→ **AUFGABE 1**
Schreiben Sie aus dem Text über Eugen Dollmann die Stelle wortgetreu ab, die bei den Worten „Inhaltsverzeichnis“ beginnt und nach den Worten „Identitätsverlust eines Dolmetschers?“ endet.

──────── TEXT

Während der Verdolmetschung geht der Dolmetscher1 über die Grenzen seiner Rolle hinaus und ihm ist bewusst, dass er „es in der Hand hat, die Kommunikation in die eine oder andere Richtung zu lenken.“ (Kolb 2005: 64) Stellen wir uns vor, dieser Satz wäre von einer Dozentin in einer Vorlesung zum Thema Dolmetschwissenschaft gesagt worden. Nehmen wir zudem an, sie würde ihren Studierenden damit erklären, worin die Arbeit eines Dolmetschers eigentlich besteht und dass genau dieses Überschreiten der eigenen Kompetenzen ein Ideal sei, nach dem sie streben sollten. Geht man von der allgemeinen Lehrmeinung in diesem Bereich aus, würde man in der Dozentin eine Dilettantin sehen. Dennoch erscheint eine solche Ansicht als interessante Perspektive, denn es rückt ein Thema in den Vordergrund, über das sonst wenig gesprochen wird. Die vorliegende Arbeit widmet sich jedoch nicht der Didaktik im Fach Dolmetschwissenschaft. Eine solche Betrachtung würde an dieser Stelle zu weit führen. Die folgenden Kapiteln sind vielmehr der Figur des Dolmetschers der Diktatoren gewidmet: Eugen Dollmann. Da er Italienisch und Deutsch sprach, versteht es sich von selbst, dass es um die zwei Diktatoren Adolf Hitler und Benito Mussolini geht. Ein solches Thema zu behandeln, lag nahe, da gerade Fragen wie z.B. „was bedeutet es eigentlich, für Diktatoren zu dolmetschen?“ oder „wie durfte sich ein Dolmetscher im Beisein von Hitler und Mussolini verhalten?“, „was durfte er dolmetschen?, was nicht?“ interessante Antworten zu Tage fördern könnten. Die Rolle Dollmanns als Dolmetscher der Diktatoren ist zentraler Gegenstand dieser Arbeit. Dabei wird insbesondere der Missbrauch der eigenen Funktion als Dolmetscher thematisiert, der weit über „die Funktion des Brückenbauers und Vermittlers [zweier Sprachen und Kulturen]“ (Feldweg 1996: 312) hinausgeht und dabei eigene Interessen verfolgt. Der Schwerpunkt liegt hierbei auf dem Handlungsspielraum Dollmanns. Mit der vorliegenden Untersuchung wird versucht, eine Antwort auf die Frage nach dem Umfang dieses Handlungsspielraums zu geben. Dies soll anhand von Szenen aus Eugen Dollmanns autobiographischen Buch „Dolmetscher der Diktatoren“ dargelegt werden, in denen Dollmann seine Position als Dolmetscher für eigene Zwecke missbraucht und dadurch Macht über die eigentlich mächtigeren Diktatoren ausübt.
Inhaltsverzeichnis
- Einleitung
- Berufsethik im Dolmetschbereich
- AIIC Verhaltenskodex als Vergleichsmaßstab
- Eugen Dollmann: Analyse seines Verhaltens und seiner Funktion als Dolmetscher
- E. Dollmann: der Beginn seiner Laufbahn als Dolmetscher
- E. Dollmann: seine Vorstellung vom Dolmetschen
- Annehmlichkeiten des Dolmetscherberufs
- Macht und Möglichkeiten seiner Stellung
- Die Macht der Sprache, Schwächen und Fehler bei der Verdolmetschung
- Der Dolmetscher als eigenmächtiger Akteur
- E. Dollmann: mehr als nur ein Dolmetscher
- Identitätsverlust eines Dolmetschers?

────────────────
──────── DATEN ZUR AUFGABE

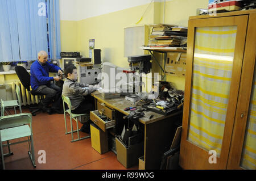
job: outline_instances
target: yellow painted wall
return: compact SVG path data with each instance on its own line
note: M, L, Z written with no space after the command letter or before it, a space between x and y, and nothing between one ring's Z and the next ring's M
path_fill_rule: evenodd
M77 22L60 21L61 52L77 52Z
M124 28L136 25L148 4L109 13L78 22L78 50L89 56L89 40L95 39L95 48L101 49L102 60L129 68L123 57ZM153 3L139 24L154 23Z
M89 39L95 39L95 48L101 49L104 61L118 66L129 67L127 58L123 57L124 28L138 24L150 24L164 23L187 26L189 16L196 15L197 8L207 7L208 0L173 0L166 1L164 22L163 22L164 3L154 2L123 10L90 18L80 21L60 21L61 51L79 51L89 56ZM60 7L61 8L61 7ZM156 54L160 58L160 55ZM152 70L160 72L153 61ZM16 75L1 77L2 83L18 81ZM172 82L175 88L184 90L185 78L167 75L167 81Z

────────────────

→ **AUFGABE 2**
Stellen Sie die Zeilen der Datensätze vom Anfang bis einschließlich der Zeile mit „M124 28L136 25L148“ als Markdown-Tabelle dar, mit der Zeilennummer in der Spalte „Nr.“ und der Zeile selbst in der Spalte „Zeile“. Lassen Sie dabei Leerzeilen und Bilder weg.

→ **RICHTIGE LÖSUNG 1**
Inhaltsverzeichnis
- Einleitung
- Berufsethik im Dolmetschbereich
- AIIC Verhaltenskodex als Vergleichsmaßstab
- Eugen Dollmann: Analyse seines Verhaltens und seiner Funktion als Dolmetscher
- E. Dollmann: der Beginn seiner Laufbahn als Dolmetscher
- E. Dollmann: seine Vorstellung vom Dolmetschen
- Annehmlichkeiten des Dolmetscherberufs
- Macht und Möglichkeiten seiner Stellung
- Die Macht der Sprache, Schwächen und Fehler bei der Verdolmetschung
- Der Dolmetscher als eigenmächtiger Akteur
- E. Dollmann: mehr als nur ein Dolmetscher
- Identitätsverlust eines Dolmetschers?

→ **RICHTIGE LÖSUNG 2**
| Nr. | Zeile |
|---|---|
| 1 | job: outline_instances |
| 2 | target: yellow painted wall |
| 3 | return: compact SVG path data with each instance on its own line |
| 4 | note: M, L, Z written with no space after the command letter or before it, a space between x and y, and nothing between one ring's Z and the next ring's M |
| 5 | path_fill_rule: evenodd |
| 6 | M77 22L60 21L61 52L77 52Z |
| 7 | M124 28L136 25L148 4L109 13L78 22L78 50L89 56L89 40L95 39L95 48L101 49L102 60L129 68L123 57ZM153 3L139 24L154 23Z |